* START SUPPLIED RECORDS *

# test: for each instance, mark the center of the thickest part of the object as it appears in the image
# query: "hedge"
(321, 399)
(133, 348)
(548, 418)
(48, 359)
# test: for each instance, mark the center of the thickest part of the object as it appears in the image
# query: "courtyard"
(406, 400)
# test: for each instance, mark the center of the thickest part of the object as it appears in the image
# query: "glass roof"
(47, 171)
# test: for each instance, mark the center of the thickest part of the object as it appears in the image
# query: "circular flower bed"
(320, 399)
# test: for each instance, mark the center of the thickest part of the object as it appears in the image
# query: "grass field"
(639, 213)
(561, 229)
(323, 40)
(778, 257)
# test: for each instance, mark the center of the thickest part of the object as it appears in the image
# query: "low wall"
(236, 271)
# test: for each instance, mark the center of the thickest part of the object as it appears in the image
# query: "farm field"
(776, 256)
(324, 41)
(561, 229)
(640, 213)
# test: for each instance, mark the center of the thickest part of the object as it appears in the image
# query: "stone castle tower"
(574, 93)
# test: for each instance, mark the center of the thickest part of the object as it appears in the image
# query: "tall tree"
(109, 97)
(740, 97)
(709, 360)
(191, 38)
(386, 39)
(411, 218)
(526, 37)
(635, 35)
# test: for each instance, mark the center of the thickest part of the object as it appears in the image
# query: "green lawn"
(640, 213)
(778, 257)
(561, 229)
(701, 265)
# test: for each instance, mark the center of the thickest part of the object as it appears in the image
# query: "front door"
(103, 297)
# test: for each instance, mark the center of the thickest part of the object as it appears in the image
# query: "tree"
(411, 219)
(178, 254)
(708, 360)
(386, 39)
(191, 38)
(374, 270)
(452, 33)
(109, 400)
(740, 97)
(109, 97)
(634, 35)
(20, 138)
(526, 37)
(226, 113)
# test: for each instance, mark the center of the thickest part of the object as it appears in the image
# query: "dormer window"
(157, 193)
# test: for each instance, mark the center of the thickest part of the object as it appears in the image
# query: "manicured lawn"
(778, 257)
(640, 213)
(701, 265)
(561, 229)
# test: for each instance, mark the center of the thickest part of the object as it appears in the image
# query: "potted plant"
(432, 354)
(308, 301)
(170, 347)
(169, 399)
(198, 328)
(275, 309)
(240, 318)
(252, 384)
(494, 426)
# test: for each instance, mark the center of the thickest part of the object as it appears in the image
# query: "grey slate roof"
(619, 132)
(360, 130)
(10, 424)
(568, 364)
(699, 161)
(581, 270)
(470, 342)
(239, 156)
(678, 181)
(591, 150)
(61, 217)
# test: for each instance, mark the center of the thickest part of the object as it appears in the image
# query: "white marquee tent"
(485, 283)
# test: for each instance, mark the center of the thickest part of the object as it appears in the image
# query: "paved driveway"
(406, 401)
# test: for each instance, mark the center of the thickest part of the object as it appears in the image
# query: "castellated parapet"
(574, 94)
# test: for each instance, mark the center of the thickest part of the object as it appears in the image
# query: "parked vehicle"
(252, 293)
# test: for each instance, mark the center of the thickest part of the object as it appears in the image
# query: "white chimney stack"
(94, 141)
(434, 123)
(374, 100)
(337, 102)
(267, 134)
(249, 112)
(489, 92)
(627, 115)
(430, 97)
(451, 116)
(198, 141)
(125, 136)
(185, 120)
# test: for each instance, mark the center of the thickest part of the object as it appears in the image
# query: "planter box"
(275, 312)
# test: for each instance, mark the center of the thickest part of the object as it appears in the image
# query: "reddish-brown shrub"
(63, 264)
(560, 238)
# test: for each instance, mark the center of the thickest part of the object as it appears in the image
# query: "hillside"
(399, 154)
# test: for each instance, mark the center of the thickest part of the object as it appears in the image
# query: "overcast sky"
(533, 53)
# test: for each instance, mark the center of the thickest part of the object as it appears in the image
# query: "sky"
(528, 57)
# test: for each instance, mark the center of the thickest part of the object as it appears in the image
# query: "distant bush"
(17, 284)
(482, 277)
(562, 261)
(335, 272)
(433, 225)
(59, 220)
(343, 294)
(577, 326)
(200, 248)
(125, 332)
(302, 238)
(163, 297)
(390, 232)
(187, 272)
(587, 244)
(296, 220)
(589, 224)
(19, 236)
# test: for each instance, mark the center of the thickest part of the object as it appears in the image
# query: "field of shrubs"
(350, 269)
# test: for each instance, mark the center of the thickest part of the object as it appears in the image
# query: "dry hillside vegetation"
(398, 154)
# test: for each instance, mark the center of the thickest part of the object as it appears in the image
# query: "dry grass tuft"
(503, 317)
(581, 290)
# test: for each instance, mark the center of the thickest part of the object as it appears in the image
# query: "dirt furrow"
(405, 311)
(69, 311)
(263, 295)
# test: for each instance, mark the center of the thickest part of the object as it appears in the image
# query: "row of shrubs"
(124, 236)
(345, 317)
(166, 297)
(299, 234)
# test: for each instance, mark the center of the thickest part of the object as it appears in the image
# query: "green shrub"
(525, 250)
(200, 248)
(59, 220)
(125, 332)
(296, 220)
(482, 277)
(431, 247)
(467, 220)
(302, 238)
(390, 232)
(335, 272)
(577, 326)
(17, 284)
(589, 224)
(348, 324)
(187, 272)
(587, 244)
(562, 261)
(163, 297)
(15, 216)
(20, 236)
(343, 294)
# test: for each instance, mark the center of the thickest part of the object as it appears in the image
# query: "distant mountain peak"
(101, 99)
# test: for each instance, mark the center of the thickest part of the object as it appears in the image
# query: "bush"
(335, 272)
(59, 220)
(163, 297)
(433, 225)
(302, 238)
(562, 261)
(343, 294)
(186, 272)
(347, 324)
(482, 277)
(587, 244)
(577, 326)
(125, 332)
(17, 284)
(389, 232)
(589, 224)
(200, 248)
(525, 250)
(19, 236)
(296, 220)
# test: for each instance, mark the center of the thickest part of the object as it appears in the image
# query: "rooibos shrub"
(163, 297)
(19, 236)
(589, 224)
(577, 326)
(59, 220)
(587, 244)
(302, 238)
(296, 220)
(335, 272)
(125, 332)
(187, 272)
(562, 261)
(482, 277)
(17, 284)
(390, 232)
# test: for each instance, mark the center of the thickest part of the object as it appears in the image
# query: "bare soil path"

* END SUPPLIED RECORDS *

TASK DIRECTIONS: Go through the listing above and restate it word for word.

FULL ANSWER:
# test: for each instance, mark the center of the thickest part of the object as it appears in the image
# query: "hedge"
(321, 399)
(133, 348)
(548, 418)
(48, 359)
# test: for each instance, mark the center of the thickest part of the object as it appears in the image
# query: "courtyard"
(406, 400)
# test: for each instance, mark the center of the thickest part of the object as it appears in the image
# query: "glass roof"
(47, 171)
# test: for each instance, mark the center of the thickest part of the object as it appears in the image
# query: "circular flower bed"
(320, 399)
# test: for each instance, mark the center of the thickest part of the object as it appears in the image
# query: "grass field"
(639, 213)
(561, 229)
(323, 40)
(778, 257)
# test: for each instance, mark the center of the thickest part of the object as it appears in the image
# query: "low wall"
(236, 271)
# test: for each instance, mark the center of the thickest part of the object as it appears in the image
# query: "farm field"
(776, 256)
(324, 41)
(561, 229)
(640, 213)
# test: for each instance, mark the center of the thickest part of the object as it appears in the image
# query: "stone castle tower"
(574, 93)
# test: for each instance, mark the center of the thickest part of the object as it appears in the image
# query: "tall tree"
(109, 97)
(740, 97)
(709, 360)
(191, 38)
(386, 39)
(411, 218)
(526, 37)
(635, 35)
# test: for each instance, mark the center of the thickest part of the object as it appears in the image
# query: "green lawn"
(640, 213)
(778, 257)
(561, 229)
(701, 265)
# test: for each instance, mark the center of the thickest part of the object as it appears in the image
# query: "front door"
(103, 297)
# test: for each instance, mark the center of the thickest part of the object as it appears in the image
# query: "tree"
(411, 219)
(178, 254)
(708, 360)
(386, 39)
(191, 38)
(374, 270)
(452, 33)
(109, 400)
(740, 97)
(109, 97)
(634, 35)
(20, 138)
(526, 37)
(226, 113)
# test: for each instance, mark the center of the thickest part of the object as it appears in the image
# query: "dormer window"
(157, 193)
# test: for each instance, mark the center of the thickest part of the object as it appears in the image
# query: "manicured lawn"
(778, 257)
(640, 213)
(701, 265)
(561, 229)
# test: for each instance, mark the center of the thickest part of the object as it appears in the image
# query: "potted plant"
(432, 354)
(308, 301)
(170, 347)
(169, 399)
(198, 328)
(275, 309)
(240, 318)
(252, 384)
(494, 426)
# test: for each instance, mark the center of the thickest part of the object as it appears in the image
# query: "grey slate roof"
(619, 132)
(360, 130)
(10, 424)
(568, 364)
(699, 161)
(581, 270)
(470, 342)
(239, 156)
(678, 181)
(591, 150)
(61, 217)
# test: for each instance, mark the center of the thickest part of the object as it appears in the image
# query: "white marquee tent"
(485, 283)
# test: for each instance, mark the center of the thickest part of the object as it appears in the image
# query: "paved driveway"
(406, 401)
# test: for each instance, mark the center of the thickest part of the object as it appears in the image
# query: "castellated parapet"
(574, 94)
# test: for each instance, mark the center of the thickest part of the object as it appears in the image
# query: "parked vehicle"
(252, 293)
# test: for each instance, mark the center of the thickest part of the object as it appears in the image
# query: "white chimney stack"
(94, 141)
(434, 123)
(374, 100)
(337, 102)
(267, 134)
(249, 112)
(489, 92)
(627, 115)
(430, 97)
(451, 116)
(198, 141)
(125, 136)
(185, 120)
# test: for each instance, mark the center of the thickest part of the object as it appears in the image
# query: "planter box"
(275, 312)
# test: for each instance, mark the center of the thickest part of the object as it appears in the image
# query: "reddish-brown shrub"
(63, 264)
(560, 238)
# test: for each instance, mark the center of the thickest part of the object as it appears in the image
# query: "hillside"
(399, 154)
# test: for each instance, mark the center of the thickest part of the object as it appears in the image
# query: "overcast sky"
(533, 53)
# test: for each instance, mark the center of the thickest part of the object as it appears in the image
# query: "sky"
(528, 57)
# test: for each instance, mark the center of the thickest part of the object as it appears in the image
# query: "distant bush"
(17, 284)
(482, 277)
(562, 261)
(335, 272)
(433, 225)
(59, 220)
(343, 294)
(577, 326)
(200, 248)
(125, 332)
(302, 238)
(163, 297)
(390, 232)
(187, 272)
(587, 244)
(296, 220)
(589, 224)
(19, 236)
# test: for each instance, mark the center of the thickest part of the object as it appears in the image
# query: "field of shrubs"
(350, 269)
# test: for each instance, mark the center of the thickest part of the object as it appears in the image
# query: "dry hillside vegetation"
(398, 154)
# test: for each instance, mark the center of the thickest part of the object as it appears in the image
# query: "dry grass tuft"
(503, 317)
(581, 290)
# test: for each instance, mark the center of the thickest part of the object as it appears in the image
# query: "dirt furrow"
(405, 311)
(69, 311)
(263, 295)
# test: for each instance, mark the center of the thickest part of the object as it appears in the image
# query: "row of shrubs"
(124, 236)
(345, 317)
(166, 297)
(299, 234)
# test: for each instance, mark the center of the thickest part of the object as it appears in the image
# query: "green shrub"
(525, 250)
(200, 248)
(59, 220)
(125, 332)
(296, 220)
(482, 277)
(431, 247)
(467, 220)
(302, 238)
(390, 232)
(335, 272)
(577, 326)
(17, 284)
(589, 224)
(348, 324)
(187, 272)
(587, 244)
(562, 261)
(163, 297)
(15, 216)
(20, 236)
(343, 294)
# test: for each instance, mark the center of the thickest part of the object as it appears in the image
# query: "distant mountain peak"
(101, 99)
# test: for each instance, mark the center of the thickest part of the object as it appears in the image
# query: "bush"
(335, 272)
(59, 220)
(163, 297)
(433, 225)
(302, 238)
(562, 261)
(343, 294)
(186, 272)
(347, 324)
(482, 277)
(587, 244)
(577, 326)
(125, 332)
(17, 284)
(389, 232)
(589, 224)
(200, 248)
(525, 250)
(19, 236)
(296, 220)
# test: for each instance, mark the center of the thickest part of the object as it appears in the image
# query: "rooibos shrub"
(163, 297)
(19, 236)
(589, 224)
(577, 326)
(59, 220)
(587, 244)
(302, 238)
(296, 220)
(335, 272)
(125, 332)
(187, 272)
(562, 261)
(482, 277)
(17, 284)
(390, 232)
# test: for each instance, mark the center of the thickest part of the object as it appears in the image
# query: "bare soil path"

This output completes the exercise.